TASK INSTRUCTIONS: Can you rewrite the material below, substituting "reference boxes" for every "ground-truth boxes" and leaving everything else unchanged? Leave the pictures out of your answer.

DATA EXCERPTS:
· · · · ·

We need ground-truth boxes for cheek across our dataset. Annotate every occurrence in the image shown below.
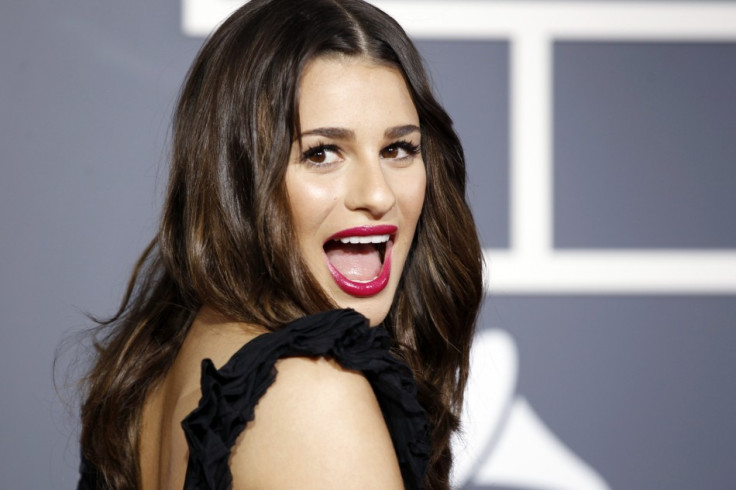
[286,169,336,245]
[398,166,427,224]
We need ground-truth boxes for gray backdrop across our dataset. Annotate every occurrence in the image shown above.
[0,0,736,490]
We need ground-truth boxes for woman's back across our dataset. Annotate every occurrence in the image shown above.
[140,308,262,490]
[135,310,413,490]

· · · · ·

RIGHT ANSWER:
We need reference boxes for cheek across our dataset. Annotate every occurrence in the image shown below.
[286,169,336,245]
[398,166,427,224]
We need reference boxes for gray backdrop across our dataset. Annotate every occurrence in the image shown above.
[0,0,736,490]
We need reference boxes for woman's back across our dataset. Annotate every occurrence in the image shown above.
[140,308,262,490]
[135,310,413,490]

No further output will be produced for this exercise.